Arrange the entries below as a two-column CSV with the header text,answer. Give one row per entry, placing the entry's text and its answer each in a single quoted field with line breaks replaced by spaces.
***
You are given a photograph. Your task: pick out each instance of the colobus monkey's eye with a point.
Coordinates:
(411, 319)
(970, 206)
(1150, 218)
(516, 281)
***
• **Full output**
text,answer
"You are given a photograph. Your task: pick out each instance of the colobus monkey's eye with a point. Coordinates:","(411, 319) (970, 206) (1150, 218) (516, 281)"